Nenhuma seguradora, por exemplo, fará seguro contra o risco de perda de valor de mercado de uma carteira de ações ou de um jogador perder dinheiro num cassino.

Mais precisamente, as condições necessárias para que um risco seja segurável são as seguintes:

  1. Grande número de riscos similares: quanto maior o número de segurados de uma mesma classe, maior a estabilidade de resultados de sinistros que uma seguradora pode esperar.
  2. Riscos independentes entre si: nenhuma seguradora formará uma carteira de seguro rural apenas numa região ou de seguro de incêndio de apartamentos somente num prédio.
  3. Experiência pregressa suficiente: deve conferir previsibilidade ao cálculo dos sinistros esperados e explica por que guerras e revoluções são geralmente riscos excluídos.
  4. Perda acidental: o evento de risco que dá origem à reclamação de indenização deve estar fora do controle do segurado. Daí por que a taxa de lucro de uma empresa geralmente não é segurável.
  5. Perda calculável: para cada risco, a seguradora deve poder calcular a probabilidade de sinistro e o valor em risco de modo que o custo de indenização seja passível de avaliação razoável e objetiva.

Essas condições nos vêm à mente ao observar os casos do incêndio do Museu Nacional da Quinta da Boa Vista no Rio de Janeiro e, mais recentemente, da célebre e quase milenar catedral de Notre Dame de Paris.

O incêndio que atingiu o Museu Nacional destruiu boa parte do seu valioso acervo bem como do prédio histórico (antiga residência da Família Imperial). Foi noticiado que o acervo não estava segurado e o seguro da construção, apesar de obrigatório por lei, teria sido recusado com base nas inúmeras falhas de segurança conhecidas de longa data: ausência de portas corta-fogo, de extintores de incêndio ou sprinklers; hidrantes próximos sem pressão suficiente, fiação elétrica aparente, infestação por cupins, etc.

——

Partes do exercício →
a. Responda, com base no trecho sobre riscos seguráveis:
(i) A qual condição o trecho associa a exclusão habitual de guerras e revoluções?
(ii) O prédio histórico do Museu Nacional foi antiga residência de quem?
(iii) Qual catedral o trecho menciona como caso mais recente?
b. Organize todas as linhas das entradas abaixo como uma lista JSON de strings, com uma string para cada linha. Omita as linhas em branco e deixe as imagens fora da resposta.
O trecho e as entradas não têm relação entre si.

——

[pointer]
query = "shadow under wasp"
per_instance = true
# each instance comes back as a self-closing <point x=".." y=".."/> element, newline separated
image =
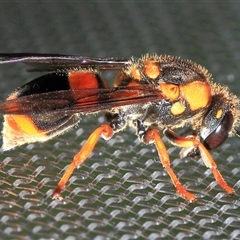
<point x="154" y="94"/>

——

Respostas por tarefa →
a.
(i) À experiência pregressa suficiente.
(ii) Da Família Imperial.
(iii) A catedral de Notre Dame de Paris.

b.
[
  "[pointer]",
  "query = \"shadow under wasp\"",
  "per_instance = true",
  "# each instance comes back as a self-closing <point x=\"..\" y=\"..\"/> element, newline separated",
  "image =",
  "<point x=\"154\" y=\"94\"/>"
]